Mark each statement yes or no depending on whether the match report agrees with it, and quote the report's deciding words for each: 1. Isner had never before won a match after losing the first two sets. 2. Rain on Friday pushed the match back a day. 3. Isner converted one of the five break points with Harrison serving at 5-all in the fifth set.

## TEXT SEGMENT
*****

Isner edges Harrison 8-6 in fifth set
PARIS (AP)—John Isner's career, so far anyway, is defined by what he's done in five-set matches.
Mainly, of course, the all-sorts-of-records-breaking 70-68 win at Wimbledon in 2010. He's also the only man to push seven-time champion Rafael Nadal the distance at the French Open, in 2011's first round. And Isner's 18-16 loss at Roland Garros a year ago was part of a rough Grand Slam slate: He was beaten in a fifth set at all four major tournaments.
That last part was why the 19th-seeded Isner pumped his right fist, clapped and flashed a thumbs-up Friday, so thrilled to end his six-match losing streak in five-setters by coming back to beat Ryan Harrison 5-7, 6-7 (7), 6-3, 6-1, 8-6 in all-American matchup in the French Open's second round.
''I played well in 2012, but that really was a tough pill to swallow for me, to lose in five sets at every single Slam,'' said the 6-foot-9 Isner, who missed the Australian Open this January with an injured right knee. ''This one helps, and I really do think it will help me going forward, because, you know, certainly will be probably in some more five-set matches.''
Seems safe to say.
This also was the first time in Isner's career he won a match after dropping the first two sets.
''What I did exceptionally well — more than serving, my forehand, everything else — was I just stayed composed,'' Isner said after improving to 5-11 in five-set matches, ''and just told myself, 'If I'm going to lose, I'm going to want him to beat me, and not beat myself.'''
There were moments against the 92nd-ranked Harrison that could have been discouraging, to be sure. There were those first two sets, for example. Isner, who is based in Tampa, Fla., got broken the sixth time he served, enough to put Harrison up 6-5 and take the first set. Isner then held a set point ahead 7-6 in the tiebreaker, but dropped the next three points.
''I started out a little — I don't know if the word is 'tight,' but I had three days off and I didn't start out that well,'' Isner said. ''It was slow, the conditions. A bit sleepy out there, I felt like.''
Rain Thursday postponed their match a day.
Nothing might have been more confounding for Isner than what happened with Harrison serving at 5-all in the fifth, a 13-minute game with five break points. Convert any, and Isner would serve for the match, but he couldn't.

*****

## DATA BLOCK
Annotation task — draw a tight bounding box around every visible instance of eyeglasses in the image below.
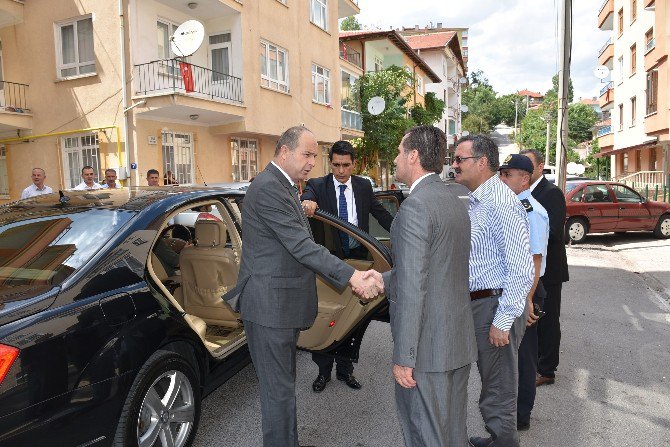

*****

## OUTPUT
1. Yes: "This also was the first time in Isner's career he won a match after dropping the first two sets."
2. No: "Rain Thursday postponed their match a day."
3. No: "Convert any, and Isner would serve for the match, but he couldn't."